# DOCUMENT EXCERPT
::::

[DB-SIG] Experiences with DB-API2.0

24 Jun 2002 13:54:21 -0000

Andy Dustman <andy@dustman.net> wrote:
>
>On Fri, 2002-06-21 at 15:31, M.-A. Lemburg wrote:
>> Some examples which almost always need some way of tweaking:
>> 
>> * auto-increment or sequencing

Compare MySQL and PostgreSQL for example. To a point, though, I can imagine 
that it is possible to implement a procedure or an extension in MySQL to give 
PostgreSQL-style sequences, and it might be possible to implement something in 
PostgreSQL to support self-incrementing columns, although I'd want to stay well 
away from either activity. Even when considering portability between databases 
that favour sequences (Oracle, PostgreSQL) the syntax used to access sequences 
differs.

I suppose that the best approach, where possible, is to modify the database 
environment as much as possible to suit the Python applications. If that means 
some stored procedure implementation, then I would consider that the best 
solution, as opposed to writing lots of Python-based abstraction code.

>> * blobs and other more esoteric data types like images and Unicode

JDBC does at least provide some support for this.

>> * for MySQL and non-SQL databases: sub-selects, joins, views, transactions

See below for pertinent remarks from Mr Dustman.

>> * count()
>> * select distinct

I suppose different behaviour can be experienced here, but also see below.

>> * locking
>> * transaction isolation
>> * database, table and user creation
>> * various limits on data types
>> * syntax for defining data types
>> * names of data types

So-called administrative functions are arguably somewhat easier to factor out 
of most applications, although the point below also addresses this somewhat. 
Certainly, the average SELECT, INSERT or UPDATE isn't going to get into such 
details, and where type issues arise, surely JDBC has something to teach us.

>> and probably a dozen more.
>
>I think this highlights that there are two separate portability issues.
>
>1) Ability to execute queries on the database and return results
>
>2) The queries themselves

This is exactly the point I was referring to. Even JDBC doesn't do too much 
about (2) despite enforcing certain standard syntax for things like stored 
procedure invocation.

>DB-API does a good job, IMHO, on point 1, once you get a connection
>object. If we were doing another version, I'd standardize connect by
>ditching connection *strings* for connection *parameters* (host, user,
>passwd are pretty universal) and keyword arguments for anything else.

::::

# GIVEN RECORDS

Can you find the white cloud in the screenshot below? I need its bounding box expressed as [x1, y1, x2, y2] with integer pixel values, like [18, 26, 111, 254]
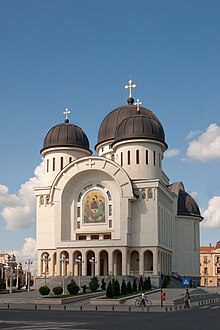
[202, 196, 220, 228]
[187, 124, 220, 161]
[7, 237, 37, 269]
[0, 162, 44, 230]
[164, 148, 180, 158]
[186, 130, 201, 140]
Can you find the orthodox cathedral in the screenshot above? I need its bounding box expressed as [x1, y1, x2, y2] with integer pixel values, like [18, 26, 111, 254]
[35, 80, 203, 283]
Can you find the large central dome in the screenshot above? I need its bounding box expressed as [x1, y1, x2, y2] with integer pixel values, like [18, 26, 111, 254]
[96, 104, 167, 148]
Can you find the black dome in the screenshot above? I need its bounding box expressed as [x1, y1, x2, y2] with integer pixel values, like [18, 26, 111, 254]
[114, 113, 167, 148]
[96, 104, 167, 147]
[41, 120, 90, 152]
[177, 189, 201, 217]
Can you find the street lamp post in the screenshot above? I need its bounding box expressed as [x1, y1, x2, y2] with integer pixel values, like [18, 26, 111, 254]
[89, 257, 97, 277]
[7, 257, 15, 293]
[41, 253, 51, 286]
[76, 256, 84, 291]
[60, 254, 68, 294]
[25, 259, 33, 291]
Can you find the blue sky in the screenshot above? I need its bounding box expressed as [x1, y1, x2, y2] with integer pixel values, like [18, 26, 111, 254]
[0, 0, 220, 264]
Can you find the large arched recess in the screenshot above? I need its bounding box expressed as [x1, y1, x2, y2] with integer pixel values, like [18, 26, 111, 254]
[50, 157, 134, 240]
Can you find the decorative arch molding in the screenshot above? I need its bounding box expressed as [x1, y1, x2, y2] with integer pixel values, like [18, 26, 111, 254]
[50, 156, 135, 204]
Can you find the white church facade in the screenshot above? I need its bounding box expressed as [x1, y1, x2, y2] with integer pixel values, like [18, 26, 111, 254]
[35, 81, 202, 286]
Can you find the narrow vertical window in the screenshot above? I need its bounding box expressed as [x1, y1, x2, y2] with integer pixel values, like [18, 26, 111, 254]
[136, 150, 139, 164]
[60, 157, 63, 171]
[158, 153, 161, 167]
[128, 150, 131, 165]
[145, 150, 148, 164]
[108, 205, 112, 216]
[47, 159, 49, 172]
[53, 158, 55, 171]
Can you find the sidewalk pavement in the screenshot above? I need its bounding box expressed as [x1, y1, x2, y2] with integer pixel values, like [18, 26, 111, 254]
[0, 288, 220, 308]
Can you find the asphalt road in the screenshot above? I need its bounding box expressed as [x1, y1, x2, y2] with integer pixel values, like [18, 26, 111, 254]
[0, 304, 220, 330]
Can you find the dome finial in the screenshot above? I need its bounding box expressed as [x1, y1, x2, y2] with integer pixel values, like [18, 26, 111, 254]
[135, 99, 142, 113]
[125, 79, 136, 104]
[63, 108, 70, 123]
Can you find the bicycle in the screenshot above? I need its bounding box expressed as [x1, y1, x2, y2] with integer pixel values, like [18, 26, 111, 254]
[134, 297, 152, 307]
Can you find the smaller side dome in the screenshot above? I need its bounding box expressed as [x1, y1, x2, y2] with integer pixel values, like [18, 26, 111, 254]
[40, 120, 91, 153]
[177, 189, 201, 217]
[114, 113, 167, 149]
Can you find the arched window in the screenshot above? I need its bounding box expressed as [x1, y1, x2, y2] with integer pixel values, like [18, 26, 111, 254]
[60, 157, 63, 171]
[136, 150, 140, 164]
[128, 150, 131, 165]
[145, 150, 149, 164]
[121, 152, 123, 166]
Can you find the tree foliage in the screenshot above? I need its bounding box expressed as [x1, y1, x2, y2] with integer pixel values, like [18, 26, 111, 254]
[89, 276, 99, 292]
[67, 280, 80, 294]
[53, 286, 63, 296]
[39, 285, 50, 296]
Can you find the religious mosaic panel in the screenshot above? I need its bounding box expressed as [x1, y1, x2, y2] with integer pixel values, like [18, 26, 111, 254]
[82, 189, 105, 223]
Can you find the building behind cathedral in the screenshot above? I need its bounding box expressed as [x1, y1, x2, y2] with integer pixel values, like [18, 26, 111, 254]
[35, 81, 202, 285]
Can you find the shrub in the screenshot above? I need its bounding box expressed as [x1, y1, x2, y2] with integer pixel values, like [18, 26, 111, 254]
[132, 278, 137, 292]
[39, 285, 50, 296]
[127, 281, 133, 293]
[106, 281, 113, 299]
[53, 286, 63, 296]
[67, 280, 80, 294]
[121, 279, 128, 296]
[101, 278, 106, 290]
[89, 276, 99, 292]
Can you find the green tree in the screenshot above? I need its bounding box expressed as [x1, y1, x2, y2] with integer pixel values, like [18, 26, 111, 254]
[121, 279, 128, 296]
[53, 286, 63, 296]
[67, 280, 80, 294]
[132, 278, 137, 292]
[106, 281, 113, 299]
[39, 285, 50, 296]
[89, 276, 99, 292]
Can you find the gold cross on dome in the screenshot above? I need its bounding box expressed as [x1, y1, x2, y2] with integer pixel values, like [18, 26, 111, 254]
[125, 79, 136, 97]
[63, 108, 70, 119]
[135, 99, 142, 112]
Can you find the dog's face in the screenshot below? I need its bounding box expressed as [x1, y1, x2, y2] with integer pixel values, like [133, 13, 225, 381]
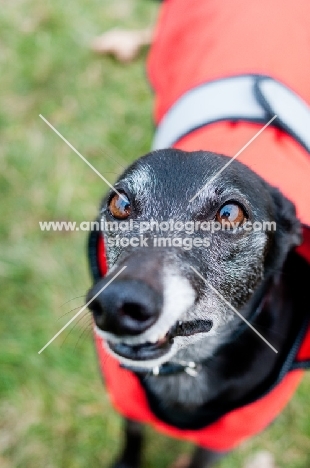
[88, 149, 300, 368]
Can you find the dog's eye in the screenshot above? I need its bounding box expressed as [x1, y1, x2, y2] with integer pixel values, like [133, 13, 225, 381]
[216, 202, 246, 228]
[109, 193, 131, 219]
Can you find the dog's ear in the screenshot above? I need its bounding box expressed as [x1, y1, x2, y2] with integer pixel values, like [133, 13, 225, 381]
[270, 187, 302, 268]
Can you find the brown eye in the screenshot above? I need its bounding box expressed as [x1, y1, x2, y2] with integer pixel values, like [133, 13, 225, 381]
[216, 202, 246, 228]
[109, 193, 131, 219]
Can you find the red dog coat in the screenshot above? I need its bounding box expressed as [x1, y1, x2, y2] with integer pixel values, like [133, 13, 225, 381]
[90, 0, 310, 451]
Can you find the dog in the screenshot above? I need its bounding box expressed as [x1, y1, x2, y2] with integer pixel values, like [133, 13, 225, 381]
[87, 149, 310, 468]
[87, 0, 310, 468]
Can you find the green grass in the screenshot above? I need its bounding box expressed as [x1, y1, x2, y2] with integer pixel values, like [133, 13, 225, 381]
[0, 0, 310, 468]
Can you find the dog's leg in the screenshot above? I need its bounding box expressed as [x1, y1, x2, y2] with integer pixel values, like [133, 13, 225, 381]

::::

# WHAT TO WORK ON
**A)** In the DB-API thread, which two databases are named as favoring sequences?
**B)** Reproduce the stretch of the DB-API thread from "So-called administrative functions" through "separate portability issues.".
**C)** Write the next part of the DB-API thread, picking up after its final line.

# TASK ANSWERS
**A)** Oracle and PostgreSQL.

**B)**
So-called administrative functions are arguably somewhat easier to factor out 
of most applications, although the point below also addresses this somewhat. 
Certainly, the average SELECT, INSERT or UPDATE isn't going to get into such 
details, and where type issues arise, surely JDBC has something to teach us.

>> and probably a dozen more.
>
>I think this highlights that there are two separate portability issues.

**C)**
Arguably, everything should be a keyword argument. People keep going on 
about "explicit being better than implicit", so let's enforce that.

As for the paramstyle, I would suggest standardising on one style just like 
JDBC. Some people might miss their favourite style, but the benefits of not 
having to encode an extra abstraction layer over every statement invocation are 
just too great. Besides, I'm tempted to think that the use of %s as a 
paramstyle confuses beginners - they might start to think of parameters as 
being equivalent to string substitutions, which they are not.

>DB-API doesn't do much for point 2, nor was it ever intended to. It
>doesn't even require that SQL be passed to .execute. That, perhaps,
>should be a job for the SQL-API, which doesn't exist, but could be an
>additional layer on top of DB-API. Indeed, this could be a fairly
>standard wrapper/proxy class for a connection object which is extended
>as needed with mixins for various implementations (DB-API modules) which
>actually constructs SQL statements.

This is much harder than doing the relatively minor improvements described 
above, and I would argue that if someone really wants their queries to work 
everywhere, then they should pay special attention to that themselves 
(configuring their database systems as much as possible, as stated above). 
However, this view should *not* obstruct the other work from going ahead, 
especially since a number of people have expressed their discontent with the 
current situation.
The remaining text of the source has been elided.